Pharmaceuticals2026-05-14 · 10 min read

Telmisartan for Cats: Proteinuria, Blood Pressure, and CKD Monitoring

Telmisartan (Semintra) for cats — FDA-approved for hypertension, used off-label for CKD proteinuria. Dosing, monitoring, and the benazepril comparison.

Ran Chen
Ran Chen
Founder, VetMedGuide. Life-sciences operator and 10× global market-access lead.
Published

Telmisartan (brand name Semintra) is an angiotensin II receptor blocker (ARB) that has become central to managing two linked problems in cats with chronic kidney disease (CKD): systemic hypertension and proteinuria. Semintra oral solution is FDA-approved for the control of systemic hypertension in cats. Its use for CKD-associated proteinuria is off-label in the United States but is licensed for that indication in Europe, Canada, and the United Kingdom — and is supported by a randomized controlled trial showing non-inferiority to benazepril.

This article covers what telmisartan does, when veterinarians reach for it, how it is dosed and monitored, and what the evidence says about using it versus an ACE inhibitor like benazepril.

Quick answer

Semintra is a once-daily (after a two-week loading phase) oral liquid labeled for feline hypertension. It blocks the angiotensin II type 1 receptor, lowering blood pressure and reducing pressure inside the kidney's filtering units (glomeruli). For cats with CKD who are also leaking protein into their urine — a negative prognostic indicator — telmisartan at 1 mg/kg once daily has been shown in a multicenter trial of 224 cats to be non-inferior to benazepril at reducing the urine protein-to-creatinine ratio (UPC).

_Listed entries_.
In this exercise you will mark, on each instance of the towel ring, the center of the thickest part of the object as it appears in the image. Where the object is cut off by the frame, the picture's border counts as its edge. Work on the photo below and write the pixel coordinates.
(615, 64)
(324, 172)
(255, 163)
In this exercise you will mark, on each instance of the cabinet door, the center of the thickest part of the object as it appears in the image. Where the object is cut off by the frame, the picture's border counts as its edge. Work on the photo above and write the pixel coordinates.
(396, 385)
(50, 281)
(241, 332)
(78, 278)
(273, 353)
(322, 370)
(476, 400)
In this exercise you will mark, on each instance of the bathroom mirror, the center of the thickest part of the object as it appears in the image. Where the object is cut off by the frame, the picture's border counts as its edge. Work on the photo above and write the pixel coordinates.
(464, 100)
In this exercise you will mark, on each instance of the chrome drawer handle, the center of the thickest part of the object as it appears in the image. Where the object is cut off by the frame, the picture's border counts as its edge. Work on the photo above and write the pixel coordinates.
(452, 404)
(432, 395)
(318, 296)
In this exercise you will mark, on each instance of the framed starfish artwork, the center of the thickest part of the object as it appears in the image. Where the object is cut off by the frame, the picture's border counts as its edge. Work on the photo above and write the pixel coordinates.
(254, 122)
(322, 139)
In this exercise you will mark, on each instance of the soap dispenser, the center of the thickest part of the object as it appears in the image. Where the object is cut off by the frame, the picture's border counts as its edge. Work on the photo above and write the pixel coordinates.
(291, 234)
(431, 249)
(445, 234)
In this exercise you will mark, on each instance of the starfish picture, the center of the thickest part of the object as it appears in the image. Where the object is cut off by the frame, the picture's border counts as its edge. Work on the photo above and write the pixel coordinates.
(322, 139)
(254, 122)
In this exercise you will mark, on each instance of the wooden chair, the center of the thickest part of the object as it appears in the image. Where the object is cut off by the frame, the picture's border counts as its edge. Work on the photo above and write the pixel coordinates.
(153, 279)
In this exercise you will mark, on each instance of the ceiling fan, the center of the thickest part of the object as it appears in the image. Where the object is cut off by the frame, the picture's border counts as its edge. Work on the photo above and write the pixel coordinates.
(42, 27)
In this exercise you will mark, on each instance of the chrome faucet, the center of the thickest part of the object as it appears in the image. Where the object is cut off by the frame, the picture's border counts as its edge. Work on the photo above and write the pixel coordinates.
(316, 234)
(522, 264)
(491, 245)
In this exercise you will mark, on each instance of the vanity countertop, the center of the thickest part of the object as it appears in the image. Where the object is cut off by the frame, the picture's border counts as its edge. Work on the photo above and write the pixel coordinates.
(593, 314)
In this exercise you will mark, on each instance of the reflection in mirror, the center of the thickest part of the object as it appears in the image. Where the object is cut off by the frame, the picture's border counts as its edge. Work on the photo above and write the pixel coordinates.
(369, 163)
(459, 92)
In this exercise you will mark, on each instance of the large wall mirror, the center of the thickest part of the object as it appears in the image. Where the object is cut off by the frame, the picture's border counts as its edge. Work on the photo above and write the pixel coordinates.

_How to complete this task_.
Pick up the article on telmisartan for cats after its last sentence and continue it. The records are separate material and are not part of the telmisartan article.

_Output of the exercise_.
Key monitoring parameters: systolic blood pressure, serum creatinine and SDMA, electrolytes (especially potassium), UPC ratio, and hematocrit.

The two problems telmisartan addresses in CKD cats

Systemic hypertension

CKD is the most common cause of systemic hypertension in cats. The kidneys regulate blood pressure through the renin-angiotensin-aldosterone system (RAAS). As kidney function declines, the body activates RAAS to maintain glomerular filtration rate, which raises systemic blood pressure. Left untreated, hypertension causes target organ damage: retinal detachment (sudden blindness), progressive CKD, and neurological signs.

The International Society of Feline Medicine (ISFM) and the International Renal Interest Society (IRIS) recommend treating hypertension when systolic blood pressure (SBP) is persistently above 160 mmHg, and the FelineVMA Hypertension Toolkit identifies amlodipine and telmisartan as first-line options.

Proteinuria

Protein in the urine — specifically a UPC ratio above 0.4 in a cat with CKD — is an independent risk factor for faster disease progression and shorter survival. Proteinuria reflects increased pressure and damage within the glomerulus. Blocking angiotensin II reduces intraglomerular pressure and decreases protein leakage, independent of the effect on systemic blood pressure.

Not every CKD cat is proteinuric. But when a cat has both hypertension and an elevated UPC, a single agent that addresses both is clinically useful.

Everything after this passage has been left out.